_WHAT IS NEEDED_: The response should hold each line from the entries below where "white" is found.

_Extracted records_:

=== Begin Enclosure ===

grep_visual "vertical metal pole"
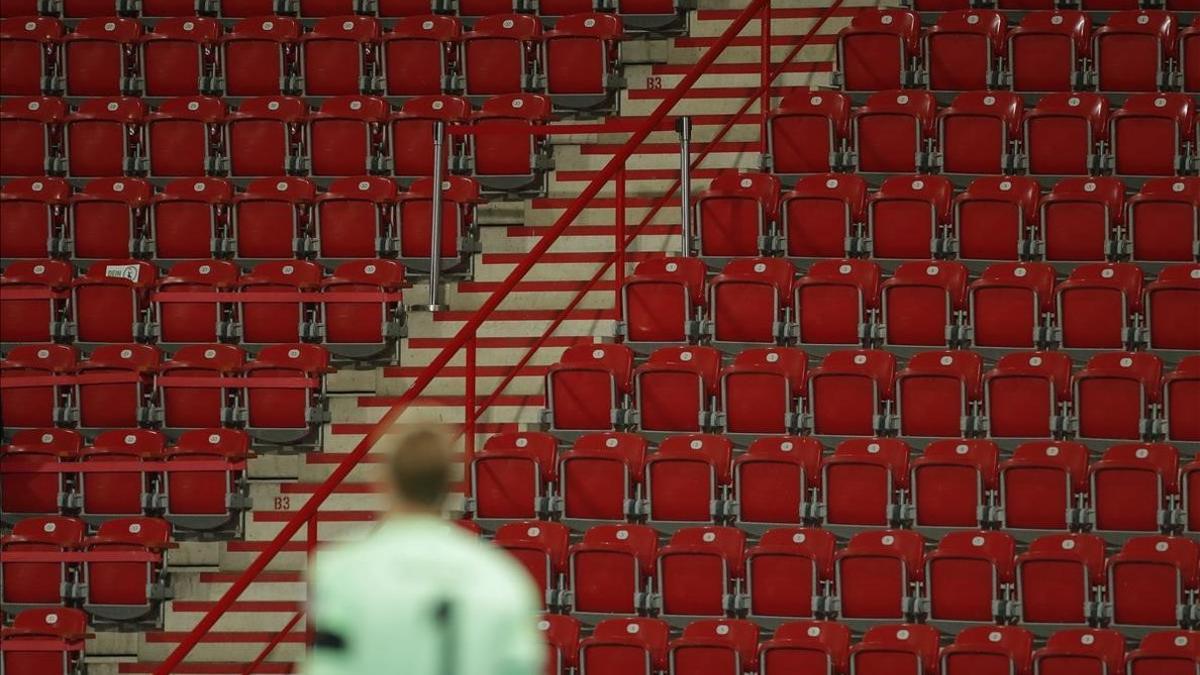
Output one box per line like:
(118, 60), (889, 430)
(615, 165), (627, 315)
(760, 1), (771, 154)
(464, 331), (476, 495)
(415, 120), (449, 312)
(677, 116), (693, 257)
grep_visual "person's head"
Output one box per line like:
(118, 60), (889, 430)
(383, 423), (457, 515)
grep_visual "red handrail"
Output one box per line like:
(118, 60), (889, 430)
(155, 1), (769, 671)
(240, 610), (304, 675)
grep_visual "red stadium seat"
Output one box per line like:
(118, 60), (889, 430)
(999, 441), (1089, 535)
(578, 617), (669, 675)
(793, 259), (880, 347)
(758, 620), (851, 675)
(1093, 11), (1177, 93)
(308, 95), (390, 177)
(1089, 443), (1180, 537)
(62, 18), (142, 97)
(0, 516), (85, 611)
(71, 260), (157, 344)
(566, 523), (657, 617)
(236, 260), (322, 346)
(77, 429), (164, 524)
(732, 437), (823, 530)
(162, 428), (252, 535)
(968, 262), (1057, 351)
(655, 526), (744, 622)
(469, 431), (558, 523)
(80, 517), (174, 622)
(462, 14), (541, 98)
(0, 260), (72, 345)
(543, 14), (623, 111)
(301, 16), (382, 96)
(940, 625), (1034, 675)
(141, 18), (222, 97)
(1127, 178), (1200, 264)
(708, 258), (796, 347)
(743, 528), (835, 621)
(231, 177), (316, 260)
(544, 344), (634, 434)
(924, 10), (1007, 91)
(313, 176), (398, 261)
(951, 176), (1040, 264)
(1073, 352), (1162, 442)
(668, 619), (759, 675)
(1007, 10), (1090, 93)
(849, 624), (941, 675)
(820, 438), (910, 530)
(692, 171), (780, 261)
(1024, 93), (1109, 177)
(145, 97), (227, 178)
(982, 351), (1072, 442)
(1107, 536), (1199, 630)
(805, 349), (895, 438)
(1015, 534), (1107, 629)
(1032, 628), (1126, 675)
(389, 94), (471, 181)
(0, 345), (77, 431)
(382, 15), (461, 97)
(64, 97), (147, 178)
(0, 607), (90, 675)
(395, 175), (480, 271)
(1125, 630), (1200, 675)
(880, 261), (969, 349)
(226, 96), (308, 178)
(318, 259), (406, 360)
(155, 344), (242, 435)
(1038, 177), (1125, 264)
(495, 520), (570, 608)
(1055, 262), (1144, 351)
(0, 429), (82, 524)
(718, 347), (807, 436)
(220, 17), (302, 97)
(619, 256), (707, 346)
(937, 91), (1023, 175)
(0, 17), (64, 97)
(866, 174), (953, 262)
(853, 90), (937, 174)
(470, 93), (554, 192)
(836, 10), (921, 92)
(539, 614), (580, 675)
(910, 439), (999, 532)
(0, 177), (71, 261)
(67, 178), (151, 263)
(0, 97), (67, 177)
(1110, 93), (1195, 177)
(1184, 18), (1200, 94)
(767, 92), (851, 176)
(74, 344), (160, 431)
(896, 350), (982, 439)
(634, 347), (721, 435)
(834, 531), (925, 623)
(241, 343), (332, 445)
(924, 530), (1016, 625)
(779, 173), (866, 260)
(558, 432), (647, 526)
(644, 434), (731, 528)
(147, 178), (233, 261)
(1165, 357), (1200, 448)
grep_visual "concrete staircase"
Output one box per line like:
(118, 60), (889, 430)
(102, 3), (875, 672)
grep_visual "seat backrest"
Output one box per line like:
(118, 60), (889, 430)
(755, 528), (837, 578)
(952, 625), (1034, 671)
(81, 343), (161, 372)
(933, 10), (1007, 53)
(590, 617), (670, 669)
(171, 428), (251, 458)
(160, 260), (241, 288)
(468, 13), (542, 39)
(706, 170), (782, 217)
(240, 260), (325, 288)
(1031, 92), (1110, 139)
(860, 90), (939, 136)
(388, 14), (462, 40)
(7, 515), (86, 547)
(678, 619), (760, 668)
(829, 438), (912, 477)
(1015, 10), (1090, 48)
(935, 530), (1016, 578)
(1138, 630), (1200, 656)
(145, 16), (222, 43)
(657, 434), (733, 483)
(874, 174), (955, 225)
(887, 261), (969, 309)
(813, 349), (897, 399)
(9, 428), (83, 456)
(1009, 441), (1091, 493)
(801, 259), (883, 307)
(495, 520), (570, 573)
(846, 9), (921, 53)
(314, 95), (390, 120)
(743, 436), (824, 486)
(571, 432), (648, 476)
(844, 530), (926, 576)
(1079, 352), (1163, 392)
(666, 526), (747, 571)
(480, 431), (558, 483)
(1116, 93), (1196, 138)
(918, 439), (1000, 485)
(578, 523), (658, 573)
(974, 262), (1058, 313)
(2, 343), (78, 372)
(644, 345), (723, 391)
(398, 94), (472, 121)
(89, 429), (166, 457)
(717, 257), (798, 297)
(959, 176), (1042, 225)
(1137, 176), (1200, 202)
(1097, 443), (1179, 488)
(1042, 628), (1126, 672)
(10, 607), (90, 639)
(858, 623), (942, 672)
(628, 256), (708, 308)
(729, 347), (808, 392)
(69, 16), (142, 43)
(163, 344), (246, 373)
(787, 173), (868, 221)
(231, 95), (308, 121)
(549, 12), (622, 39)
(558, 344), (634, 392)
(93, 516), (172, 548)
(943, 91), (1024, 138)
(991, 351), (1074, 402)
(226, 16), (302, 41)
(1064, 262), (1145, 309)
(773, 91), (852, 138)
(1047, 176), (1127, 223)
(1116, 536), (1200, 584)
(903, 350), (984, 401)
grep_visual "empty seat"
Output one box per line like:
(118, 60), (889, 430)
(1015, 534), (1107, 628)
(880, 261), (968, 349)
(231, 176), (315, 260)
(578, 617), (669, 675)
(866, 174), (953, 261)
(302, 16), (382, 96)
(0, 345), (77, 431)
(924, 530), (1016, 625)
(382, 15), (461, 98)
(836, 10), (921, 92)
(80, 517), (174, 623)
(1110, 93), (1195, 177)
(543, 14), (623, 111)
(318, 259), (407, 360)
(67, 178), (151, 262)
(64, 97), (146, 178)
(494, 520), (570, 607)
(469, 431), (558, 523)
(952, 176), (1040, 264)
(1038, 177), (1125, 264)
(226, 96), (308, 178)
(767, 92), (851, 176)
(462, 14), (541, 98)
(1125, 630), (1200, 675)
(0, 97), (67, 177)
(74, 344), (160, 431)
(0, 429), (82, 524)
(820, 438), (910, 530)
(1127, 178), (1200, 264)
(540, 614), (580, 675)
(619, 256), (707, 346)
(968, 263), (1056, 352)
(1024, 93), (1109, 177)
(938, 91), (1023, 175)
(925, 10), (1007, 91)
(308, 95), (390, 177)
(314, 176), (399, 261)
(853, 90), (937, 174)
(141, 17), (222, 97)
(62, 18), (142, 97)
(1089, 443), (1180, 537)
(77, 430), (164, 524)
(162, 429), (252, 535)
(758, 620), (851, 675)
(910, 439), (999, 532)
(732, 437), (823, 529)
(793, 259), (880, 347)
(153, 260), (238, 346)
(395, 175), (479, 271)
(147, 177), (232, 261)
(744, 528), (835, 621)
(834, 531), (925, 623)
(0, 516), (85, 611)
(544, 344), (634, 433)
(655, 526), (745, 621)
(557, 432), (646, 526)
(940, 625), (1034, 675)
(236, 259), (323, 346)
(691, 171), (780, 261)
(998, 441), (1089, 534)
(389, 94), (471, 181)
(241, 344), (331, 445)
(1032, 628), (1126, 675)
(668, 619), (759, 675)
(633, 346), (721, 435)
(1055, 262), (1144, 351)
(1165, 357), (1200, 448)
(983, 351), (1073, 441)
(1073, 352), (1163, 442)
(896, 350), (983, 439)
(155, 344), (244, 433)
(145, 96), (228, 178)
(220, 17), (302, 97)
(644, 434), (731, 528)
(718, 347), (807, 436)
(779, 173), (866, 260)
(72, 260), (157, 344)
(805, 349), (895, 438)
(566, 523), (657, 617)
(0, 178), (71, 262)
(849, 624), (941, 675)
(0, 607), (90, 675)
(708, 258), (796, 347)
(0, 17), (63, 97)
(1007, 10), (1091, 93)
(1107, 536), (1199, 630)
(0, 260), (73, 345)
(1093, 11), (1177, 93)
(470, 93), (554, 192)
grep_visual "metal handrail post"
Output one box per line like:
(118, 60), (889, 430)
(677, 116), (693, 256)
(414, 120), (449, 312)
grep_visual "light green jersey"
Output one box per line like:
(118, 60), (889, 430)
(300, 515), (545, 675)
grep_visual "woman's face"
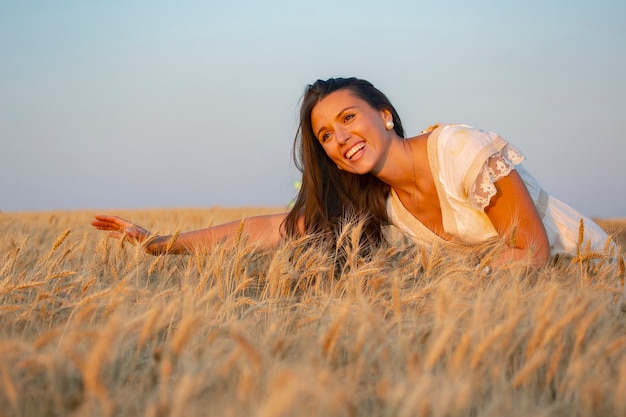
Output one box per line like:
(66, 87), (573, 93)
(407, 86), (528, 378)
(310, 89), (393, 175)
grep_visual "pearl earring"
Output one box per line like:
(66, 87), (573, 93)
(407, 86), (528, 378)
(385, 120), (394, 131)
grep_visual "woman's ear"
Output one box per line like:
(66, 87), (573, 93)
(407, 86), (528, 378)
(381, 109), (392, 123)
(382, 110), (394, 131)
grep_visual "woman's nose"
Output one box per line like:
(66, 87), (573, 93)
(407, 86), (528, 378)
(335, 126), (350, 144)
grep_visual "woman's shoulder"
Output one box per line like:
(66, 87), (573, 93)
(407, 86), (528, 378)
(428, 124), (510, 160)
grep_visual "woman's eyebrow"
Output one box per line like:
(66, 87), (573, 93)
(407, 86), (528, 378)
(316, 106), (358, 137)
(335, 106), (359, 126)
(337, 106), (357, 116)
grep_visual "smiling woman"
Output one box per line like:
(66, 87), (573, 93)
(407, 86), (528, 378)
(92, 77), (621, 274)
(311, 89), (395, 174)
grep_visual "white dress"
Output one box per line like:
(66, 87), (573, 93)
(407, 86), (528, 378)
(386, 124), (615, 258)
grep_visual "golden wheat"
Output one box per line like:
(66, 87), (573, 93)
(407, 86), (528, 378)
(0, 209), (625, 416)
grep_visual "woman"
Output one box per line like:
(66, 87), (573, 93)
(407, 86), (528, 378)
(91, 77), (616, 269)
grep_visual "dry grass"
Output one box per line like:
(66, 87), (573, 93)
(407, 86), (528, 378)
(1, 208), (625, 417)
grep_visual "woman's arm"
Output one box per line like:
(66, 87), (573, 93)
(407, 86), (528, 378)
(91, 213), (288, 255)
(484, 170), (551, 268)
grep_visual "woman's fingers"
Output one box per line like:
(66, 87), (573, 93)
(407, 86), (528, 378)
(91, 220), (118, 231)
(108, 231), (124, 240)
(92, 215), (134, 231)
(91, 214), (151, 244)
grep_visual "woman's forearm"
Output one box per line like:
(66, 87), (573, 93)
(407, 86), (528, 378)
(492, 245), (550, 269)
(143, 213), (288, 255)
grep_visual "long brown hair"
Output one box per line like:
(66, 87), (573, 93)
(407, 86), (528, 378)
(282, 77), (405, 247)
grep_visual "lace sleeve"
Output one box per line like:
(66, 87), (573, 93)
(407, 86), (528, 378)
(470, 145), (524, 210)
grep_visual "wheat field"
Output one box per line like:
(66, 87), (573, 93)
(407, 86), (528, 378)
(1, 207), (625, 417)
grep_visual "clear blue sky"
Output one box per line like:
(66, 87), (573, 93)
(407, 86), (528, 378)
(1, 1), (625, 217)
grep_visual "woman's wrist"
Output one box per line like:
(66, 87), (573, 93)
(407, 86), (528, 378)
(143, 234), (167, 255)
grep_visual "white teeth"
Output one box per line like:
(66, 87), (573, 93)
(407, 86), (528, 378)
(345, 143), (365, 159)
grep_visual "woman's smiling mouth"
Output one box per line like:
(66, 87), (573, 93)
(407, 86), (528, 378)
(345, 142), (365, 160)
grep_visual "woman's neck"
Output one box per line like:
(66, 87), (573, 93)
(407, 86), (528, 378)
(372, 133), (430, 195)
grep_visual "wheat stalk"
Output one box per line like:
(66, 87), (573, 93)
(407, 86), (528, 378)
(525, 285), (558, 359)
(170, 313), (200, 356)
(538, 297), (590, 351)
(51, 229), (72, 252)
(572, 304), (605, 359)
(81, 318), (118, 415)
(0, 360), (18, 410)
(424, 321), (455, 371)
(321, 303), (350, 361)
(546, 339), (565, 385)
(230, 327), (263, 369)
(511, 349), (549, 387)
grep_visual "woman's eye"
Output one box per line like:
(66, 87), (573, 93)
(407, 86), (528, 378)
(321, 132), (332, 142)
(343, 114), (355, 123)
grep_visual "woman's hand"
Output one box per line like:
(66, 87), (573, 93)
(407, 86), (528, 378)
(91, 215), (152, 245)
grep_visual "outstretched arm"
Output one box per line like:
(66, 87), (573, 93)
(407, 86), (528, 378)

=== End Enclosure ===

_OUTPUT OF THE EXERCISE_:
grep_visual "white dress"
grep_visual "white teeth"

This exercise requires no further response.